» **ACTIVITIES**:
A - In the torture commentary, which publication carried the post proposing missile strikes on returned Gitmo detainees?
B - Reproduce the passage of the torture commentary between "To which one" and "detainees to Yemen.", inclusive.

» **PAGE EXTRACT**:
BEGIN

Charles Krauthammer, the intellectual architect of the torture regime, and as morally responsible for the torture of others as any in the former administration, argues that by treating the pantie-bomber like the shoe bomber,

we lose all access to any information which would save American lives.

All access to any information? He means that traditional and legal interrogation is useless? That only torture provides information?

Notice again how far down the slippery slope we have gone. Krauthammer's first position was that torture should be restricted solely to ticking time bomb cases in which we knew that a terror suspect could prevent an imminent detonation of a WMD. His position a few years later is that torture should be the first resort for any terror suspect who could tell us anything about future plots. Those of us who warned that torture, once admitted into the mainstream, will metastasize beyond anyone's control now have the example of Charles Krauthammer's arguments to back us up. Stephen Hayes, Cheney's stenographer along with Mike Allen, even argued on Fox News that Cheney's assault on the president as an alien threat to the American people was too soft and wanted to "squeeze" the pantie-bomber for more info. These are neo-fascist sentiments, empowering lawless violence by the government, justified solely by fear of terror incidents. Whatever else junking the entire history of Western jurisprudence and the laws of war is, it is not in any way conservative. It is a radical assault on one of the central pillars of our civilization.

Jonah Goldberg is not quite as perverse:

I'd want to know for sure whether other techniques couldn't get relevant information and I'd want a better sense that this guy knows about an imminent threat.

To which one can only hear Cheney reply: pansy! The principled position on the right with respect to torture is that opposing it is honorable, but of course supporting it is essential. The debate on the right is all but over.

If you believe in torture, support the GOP. That's what conservatism is now all about.

Just Murder Them All, Innocent And Guilty

How does anyone react to this kind of sentiment:

Step (1): Return all Gitmo detainees to Yemen.

Step (2): Use Predator missiles to strike the baggage-claim area 20 minutes after they arrive.

Just an idea.

As Greenwald notes, even the Bush administration conceded that around half of the "worst of the worst" Yemeni prisoners at Gitmo were completely innocent of any charges and imprisoned by mistake. Maybe some have been radicalized by years of Gitmo imprisonment. But the answer to that is not to ensure that this kind of mistake does not happen again but to kill all the victims of that mistake in a missile strike to incinerate them instantly?

This post appeared in National Review. It was written by someone who was once a defender of human rights, the rule of law and spreading the idea of democracy. Now he endorses rounding up even innocent prisoners and murdering them all in one spot as a "bipartisan" proposal for the US.

This is a neo-fascist sentiment. And it is a function of surrendering to barbarism, not fighting it.

END

» **DATASET EXCERPTS**:
BEGIN

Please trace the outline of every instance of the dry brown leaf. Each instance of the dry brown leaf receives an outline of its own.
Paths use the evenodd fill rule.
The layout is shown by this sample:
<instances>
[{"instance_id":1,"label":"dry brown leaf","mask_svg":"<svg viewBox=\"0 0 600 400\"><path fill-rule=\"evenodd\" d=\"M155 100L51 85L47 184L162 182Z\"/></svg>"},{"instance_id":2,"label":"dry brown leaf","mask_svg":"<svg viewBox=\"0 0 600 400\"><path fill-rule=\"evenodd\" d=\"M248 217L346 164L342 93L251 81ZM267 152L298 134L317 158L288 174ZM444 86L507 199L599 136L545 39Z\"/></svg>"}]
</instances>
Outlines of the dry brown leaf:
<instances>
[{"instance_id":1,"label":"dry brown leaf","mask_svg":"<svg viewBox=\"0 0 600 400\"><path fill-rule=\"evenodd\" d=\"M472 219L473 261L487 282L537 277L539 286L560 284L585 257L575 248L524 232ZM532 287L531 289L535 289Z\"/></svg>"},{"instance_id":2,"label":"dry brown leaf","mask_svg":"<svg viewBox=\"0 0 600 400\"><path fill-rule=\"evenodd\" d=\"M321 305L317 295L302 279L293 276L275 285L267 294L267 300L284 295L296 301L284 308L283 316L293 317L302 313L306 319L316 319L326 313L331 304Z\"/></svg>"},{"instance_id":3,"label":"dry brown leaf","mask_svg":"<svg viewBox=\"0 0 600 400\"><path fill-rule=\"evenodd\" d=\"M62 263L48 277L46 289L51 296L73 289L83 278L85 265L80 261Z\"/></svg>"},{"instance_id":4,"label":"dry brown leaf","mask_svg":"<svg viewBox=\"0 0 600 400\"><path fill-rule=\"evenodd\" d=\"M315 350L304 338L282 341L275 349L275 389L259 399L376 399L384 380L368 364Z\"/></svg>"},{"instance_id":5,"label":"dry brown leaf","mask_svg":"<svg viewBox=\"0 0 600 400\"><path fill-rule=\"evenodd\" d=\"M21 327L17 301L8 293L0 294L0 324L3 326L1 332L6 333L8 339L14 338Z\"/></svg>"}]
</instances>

END

» **EXERCISE RESULTS**:
A - National Review.

B -
To which one can only hear Cheney reply: pansy! The principled position on the right with respect to torture is that opposing it is honorable, but of course supporting it is essential. The debate on the right is all but over.

If you believe in torture, support the GOP. That's what conservatism is now all about.

Just Murder Them All, Innocent And Guilty

How does anyone react to this kind of sentiment:

Step (1): Return all Gitmo detainees to Yemen.